▶ WORK TO DO: Each record below should be repeated precisely as written.

[Rows from a dataset]
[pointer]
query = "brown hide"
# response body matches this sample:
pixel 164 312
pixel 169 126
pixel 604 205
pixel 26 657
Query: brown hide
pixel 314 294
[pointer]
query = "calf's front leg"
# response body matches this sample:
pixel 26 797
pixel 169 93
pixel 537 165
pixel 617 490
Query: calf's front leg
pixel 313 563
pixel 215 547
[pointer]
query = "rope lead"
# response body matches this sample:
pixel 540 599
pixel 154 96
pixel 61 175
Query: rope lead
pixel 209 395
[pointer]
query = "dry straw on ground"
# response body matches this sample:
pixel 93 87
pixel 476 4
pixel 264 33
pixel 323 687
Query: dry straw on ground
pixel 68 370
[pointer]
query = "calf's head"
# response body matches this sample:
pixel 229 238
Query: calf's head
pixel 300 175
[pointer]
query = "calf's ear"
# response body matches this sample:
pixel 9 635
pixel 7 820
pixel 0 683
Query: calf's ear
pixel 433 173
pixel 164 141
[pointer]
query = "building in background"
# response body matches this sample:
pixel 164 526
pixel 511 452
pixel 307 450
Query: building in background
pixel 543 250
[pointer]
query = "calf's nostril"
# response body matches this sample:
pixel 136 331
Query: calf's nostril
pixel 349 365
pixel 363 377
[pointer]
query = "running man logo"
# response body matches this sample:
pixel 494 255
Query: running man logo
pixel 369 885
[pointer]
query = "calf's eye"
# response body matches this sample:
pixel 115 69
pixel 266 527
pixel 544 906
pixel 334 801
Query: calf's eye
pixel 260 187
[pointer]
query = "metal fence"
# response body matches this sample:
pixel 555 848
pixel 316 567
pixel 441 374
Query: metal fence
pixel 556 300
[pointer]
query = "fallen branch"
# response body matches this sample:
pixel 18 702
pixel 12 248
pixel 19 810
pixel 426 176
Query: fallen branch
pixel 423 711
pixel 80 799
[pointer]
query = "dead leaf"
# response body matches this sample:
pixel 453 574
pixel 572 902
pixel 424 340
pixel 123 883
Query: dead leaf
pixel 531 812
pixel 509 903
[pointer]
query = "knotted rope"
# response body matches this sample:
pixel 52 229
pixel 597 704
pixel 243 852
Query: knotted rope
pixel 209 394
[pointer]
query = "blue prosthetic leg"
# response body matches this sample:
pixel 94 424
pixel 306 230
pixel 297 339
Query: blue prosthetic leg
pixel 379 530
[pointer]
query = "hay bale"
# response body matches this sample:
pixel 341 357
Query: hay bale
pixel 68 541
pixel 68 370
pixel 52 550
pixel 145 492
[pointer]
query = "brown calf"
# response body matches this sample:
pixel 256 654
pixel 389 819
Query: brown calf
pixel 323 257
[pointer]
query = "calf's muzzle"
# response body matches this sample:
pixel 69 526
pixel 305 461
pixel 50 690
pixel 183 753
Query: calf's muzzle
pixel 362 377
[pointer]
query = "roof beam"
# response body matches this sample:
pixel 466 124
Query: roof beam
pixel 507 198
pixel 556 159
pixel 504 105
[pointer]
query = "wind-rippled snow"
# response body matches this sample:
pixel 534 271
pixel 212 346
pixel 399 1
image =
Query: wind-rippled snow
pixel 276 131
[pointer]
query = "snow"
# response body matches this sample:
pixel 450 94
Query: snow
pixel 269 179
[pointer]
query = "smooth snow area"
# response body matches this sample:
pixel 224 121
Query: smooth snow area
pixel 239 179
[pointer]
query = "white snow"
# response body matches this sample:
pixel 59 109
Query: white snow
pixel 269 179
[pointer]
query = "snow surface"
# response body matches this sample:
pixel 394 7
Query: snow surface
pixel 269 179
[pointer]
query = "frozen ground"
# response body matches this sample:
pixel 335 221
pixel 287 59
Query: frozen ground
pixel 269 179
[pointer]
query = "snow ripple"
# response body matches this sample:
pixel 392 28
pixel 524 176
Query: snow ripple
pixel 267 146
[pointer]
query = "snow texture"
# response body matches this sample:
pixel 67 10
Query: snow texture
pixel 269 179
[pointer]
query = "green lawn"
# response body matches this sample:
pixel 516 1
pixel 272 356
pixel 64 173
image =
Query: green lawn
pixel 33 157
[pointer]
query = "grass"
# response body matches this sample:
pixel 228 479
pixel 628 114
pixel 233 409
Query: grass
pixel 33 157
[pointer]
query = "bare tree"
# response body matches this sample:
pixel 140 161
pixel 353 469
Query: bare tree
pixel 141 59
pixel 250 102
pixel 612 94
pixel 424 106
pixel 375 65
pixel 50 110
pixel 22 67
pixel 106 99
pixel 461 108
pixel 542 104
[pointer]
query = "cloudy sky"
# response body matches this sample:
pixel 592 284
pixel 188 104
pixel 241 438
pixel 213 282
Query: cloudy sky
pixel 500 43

▶ SOLVED PROBLEM:
[pointer]
query = "brown hide"
# response body matches this sample:
pixel 164 312
pixel 169 126
pixel 604 205
pixel 26 657
Query: brown hide
pixel 314 294
[pointer]
query = "calf's front leg"
# response body matches this sample:
pixel 26 797
pixel 169 93
pixel 537 165
pixel 617 490
Query: calf's front leg
pixel 313 563
pixel 215 547
[pointer]
query = "rope lead"
# response body matches this sample:
pixel 540 599
pixel 154 96
pixel 61 175
Query: rope lead
pixel 209 395
[pointer]
query = "dry straw on ground"
# response body matches this sample:
pixel 93 87
pixel 476 4
pixel 264 33
pixel 323 687
Query: dry straw on ground
pixel 68 370
[pointer]
query = "calf's head"
# response body matches this sample:
pixel 229 238
Query: calf's head
pixel 300 175
[pointer]
query = "calf's ear"
# response body matches this sample:
pixel 9 635
pixel 7 820
pixel 0 683
Query: calf's ear
pixel 433 173
pixel 164 141
[pointer]
query = "building in background"
# response body matches this sample:
pixel 164 526
pixel 511 452
pixel 307 450
Query: building in background
pixel 543 250
[pointer]
query = "calf's nostril"
# response body matches this sample:
pixel 136 331
Query: calf's nostril
pixel 349 365
pixel 363 377
[pointer]
query = "running man logo"
# response body matches this sample:
pixel 494 255
Query: running man logo
pixel 369 885
[pointer]
query = "calf's eye"
# response body matches this sample:
pixel 115 69
pixel 266 527
pixel 544 906
pixel 334 801
Query: calf's eye
pixel 260 187
[pointer]
query = "metal fence"
# response body matches this sample:
pixel 555 848
pixel 316 567
pixel 441 374
Query: metal fence
pixel 556 300
[pointer]
query = "fallen branch"
# response body matches this sample:
pixel 18 702
pixel 12 248
pixel 19 810
pixel 426 176
Query: fallen branch
pixel 423 711
pixel 80 799
[pointer]
query = "dead leaf"
# response body matches this sample:
pixel 453 574
pixel 572 902
pixel 424 340
pixel 123 883
Query: dead leaf
pixel 531 812
pixel 509 903
[pointer]
query = "knotted rope"
# response body matches this sample:
pixel 52 229
pixel 597 704
pixel 243 852
Query: knotted rope
pixel 209 394
[pointer]
query = "blue prosthetic leg"
# response body matches this sample:
pixel 94 424
pixel 306 230
pixel 297 339
Query: blue prosthetic leg
pixel 379 530
[pointer]
query = "hay bale"
# response body matches this sample:
pixel 341 357
Query: hay bale
pixel 68 541
pixel 68 370
pixel 52 550
pixel 145 492
[pointer]
query = "brown calf"
# response body matches this sample:
pixel 256 654
pixel 389 819
Query: brown calf
pixel 323 257
[pointer]
query = "calf's muzzle"
# response body matches this sample:
pixel 69 526
pixel 305 461
pixel 50 690
pixel 183 753
Query: calf's muzzle
pixel 362 377
[pointer]
query = "roof beam"
# response body matches this sample:
pixel 466 124
Query: roof beam
pixel 507 198
pixel 556 159
pixel 504 105
[pointer]
query = "wind-rippled snow"
# response body matches this sample:
pixel 534 271
pixel 212 346
pixel 399 1
image =
Query: wind-rippled snow
pixel 276 131
[pointer]
query = "snow"
# response body matches this sample:
pixel 450 94
Query: snow
pixel 269 179
[pointer]
query = "smooth snow area"
# response body matches this sample:
pixel 224 121
Query: smooth snow area
pixel 239 179
[pointer]
query = "white snow"
# response body matches this sample:
pixel 59 109
Query: white snow
pixel 269 179
[pointer]
query = "snow surface"
# response body matches this sample:
pixel 394 7
Query: snow surface
pixel 269 179
[pointer]
query = "frozen ground"
# response body matches this sample:
pixel 335 221
pixel 287 59
Query: frozen ground
pixel 269 179
[pointer]
query = "snow ripple"
# response body matches this sample:
pixel 392 28
pixel 524 176
Query: snow ripple
pixel 267 146
[pointer]
query = "snow texture"
# response body matches this sample:
pixel 67 10
Query: snow texture
pixel 269 179
[pointer]
query = "green lawn"
# response body matches this sample:
pixel 516 1
pixel 272 356
pixel 64 173
image =
Query: green lawn
pixel 33 157
[pointer]
query = "grass"
# response body matches this sample:
pixel 228 479
pixel 628 114
pixel 233 409
Query: grass
pixel 33 157
[pointer]
query = "bare tree"
# response body matches this sample:
pixel 140 161
pixel 353 469
Query: bare tree
pixel 141 59
pixel 250 102
pixel 612 94
pixel 424 106
pixel 375 65
pixel 50 110
pixel 22 67
pixel 106 99
pixel 461 108
pixel 542 104
[pointer]
query = "cloudy sky"
# response body matches this sample:
pixel 592 284
pixel 188 104
pixel 241 438
pixel 213 282
Query: cloudy sky
pixel 500 43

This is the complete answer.